— Start —
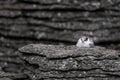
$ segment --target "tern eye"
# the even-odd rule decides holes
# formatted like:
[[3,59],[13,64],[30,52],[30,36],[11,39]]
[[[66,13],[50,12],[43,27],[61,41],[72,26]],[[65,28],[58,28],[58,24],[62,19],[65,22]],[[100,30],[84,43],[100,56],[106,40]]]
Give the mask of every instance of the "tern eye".
[[84,38],[84,41],[87,41],[87,40],[88,40],[88,38],[87,38],[87,37],[85,37],[85,38]]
— End —
● **OBJECTIVE**: Rewrite all of the data above, including the requests, multiplying each polygon vertex coordinate in the answers by 1.75 and rounding to whole numbers, with halves rounded up. Leave all other numbers unchanged, and leave the pictures out.

● **SOLUTION TO THE PROBLEM**:
$ segment --target "tern eye"
# the even-odd rule decides holes
# formatted like:
[[3,59],[13,64],[30,52],[30,36],[11,39]]
[[[66,13],[50,12],[43,27],[61,41],[72,26]],[[65,28],[58,28],[58,24],[62,19],[65,22]],[[100,30],[84,43],[100,56],[106,40]]]
Give the mask of every instance of the "tern eye".
[[147,67],[147,72],[152,72],[152,70],[154,70],[154,67],[152,67],[152,65],[149,65],[149,67]]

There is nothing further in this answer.